• **抜粋文**

========

2025.05.30

医療訴訟!

私はまだ経験がありませんが、決して他人事ではない話題です。日本初の医療訴訟が行われたのは

明治35年(1902年)つまり、日露戦争の2年前ですね。訴えたのは名古屋市の主婦でした。

訴えられたのは東京帝国大学の助教授で産婦人科主任医師の木下正中(せいちゅう)博士でした。

事件は、明治35年4月に帝大病院で卵巣水腫の手術を受けたことに始まります。術後の経過がよくなく

術後半年で手術中に腹部にガーゼがあることが判明し、これを摘出して体調が回復したものです。

この女性、原因が分かって怒ったのでしょう。東京地方裁判所に損害賠償の訴訟を起こしたのです。

明治35年12月25日の朝日新聞が、「医学上空前の裁判問題」として報じていました。

新聞の内容をかいつまむと・・・

卵巣水腫の手術を受け、退院後半年間は半死半生の難病に罹り、東京、磐城」、名古屋の医師十数名の

診察治療を受けても原因が分からなかった。不思議にも長さ1尺3寸5分(大体50㎝)、幅9寸5分

(大体30㎝)のガーゼが腹内より直腸を破って出てきた。それからは体調が回復した。つまり、

難病というのは術中のガーゼを置き忘れてきたということなのでしょう。個人的には結構大きな

ガーゼを忘れてきましたね…木下先生と聞いてみたいものですが、出血などでガーゼをぐるぐるにして

押し込んでしまったものなのでしょうか。現在は必ずガーゼカウントなるものを閉腹、閉胸の際に

します。鋼線入りのガーゼを使用して閉じる前にレントゲンを撮って確認するということもやって

いたように思います(メスを置いて久しいので昔、旭川医大ではやっていたように思います)。

この医療裁判、裁判所は鑑定人として東京慈恵会医科大学の創始者高木兼寛博士、日本婦人科学会の

浜田玄達会長などそうそうたる医学者を指名して、審理を重ねました。そこで出た判決は・・・

2年後の明治37年12月10日主婦の訴えは棄却されました。理由としては、「仮に木下医師が原告に

手術した際過失があったとしても、被告は東京帝国大学医科大学助教授として職務を執行したに

過ぎないので原告に対しては直接損害賠償する責任はない」というものでした。

ただし、被告は原告に5百円(当時百円は金75gに相当)を支払い、原告は訴訟費用を負担するように

命じたのでした。医療サイドは絶対優位の立場であって、患者は泣き寝入りするしかないのでした。

金1g24K で大体15,000円とすると75×15,000×5で5,625,000円を医師が支払うことになります。

患者さんが体調回復できたことにまずよかったと思いますし、明治時代から医療裁判はあったんですね。

ちなみに木下先生、その後東大の産婦人科教授になり、退官後は地元福井県の小浜市で開業されました。

========

• **行の一覧**
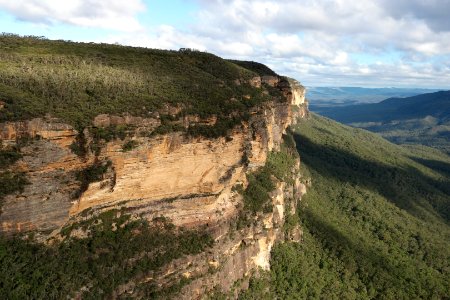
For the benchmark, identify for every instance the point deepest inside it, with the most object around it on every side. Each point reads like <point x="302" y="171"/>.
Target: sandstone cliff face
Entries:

========

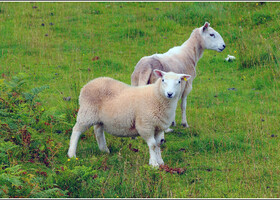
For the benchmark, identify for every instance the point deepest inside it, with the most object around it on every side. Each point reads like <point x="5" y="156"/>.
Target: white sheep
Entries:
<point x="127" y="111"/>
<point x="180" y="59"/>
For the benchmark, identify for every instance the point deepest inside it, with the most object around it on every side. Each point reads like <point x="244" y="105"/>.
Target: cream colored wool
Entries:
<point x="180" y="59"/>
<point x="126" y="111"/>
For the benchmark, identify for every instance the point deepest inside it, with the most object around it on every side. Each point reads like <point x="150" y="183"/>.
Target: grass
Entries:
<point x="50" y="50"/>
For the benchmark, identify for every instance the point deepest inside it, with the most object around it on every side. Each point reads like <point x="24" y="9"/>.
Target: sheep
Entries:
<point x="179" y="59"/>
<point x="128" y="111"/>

========

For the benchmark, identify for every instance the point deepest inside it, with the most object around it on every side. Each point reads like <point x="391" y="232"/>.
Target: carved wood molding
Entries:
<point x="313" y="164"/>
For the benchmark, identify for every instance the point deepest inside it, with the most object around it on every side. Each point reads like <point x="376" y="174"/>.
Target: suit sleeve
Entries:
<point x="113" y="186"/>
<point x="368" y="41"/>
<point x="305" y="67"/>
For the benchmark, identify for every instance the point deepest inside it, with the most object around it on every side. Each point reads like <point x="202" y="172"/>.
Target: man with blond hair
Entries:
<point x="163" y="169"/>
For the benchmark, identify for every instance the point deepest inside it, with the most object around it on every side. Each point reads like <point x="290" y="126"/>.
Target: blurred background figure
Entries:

========

• **課題の目的**
医療訴訟を扱った抜粋文で、明治37年12月10日に主婦の訴えが棄却された理由を、判決の示した内容に沿って一、二文で説明してください。

• **解答例**
判決は、仮に木下医師が手術の際に過失があったとしても、被告は東京帝国大学医科大学助教授として職務を執行したに過ぎないので、原告に対して直接損害賠償する責任はないとしたためです。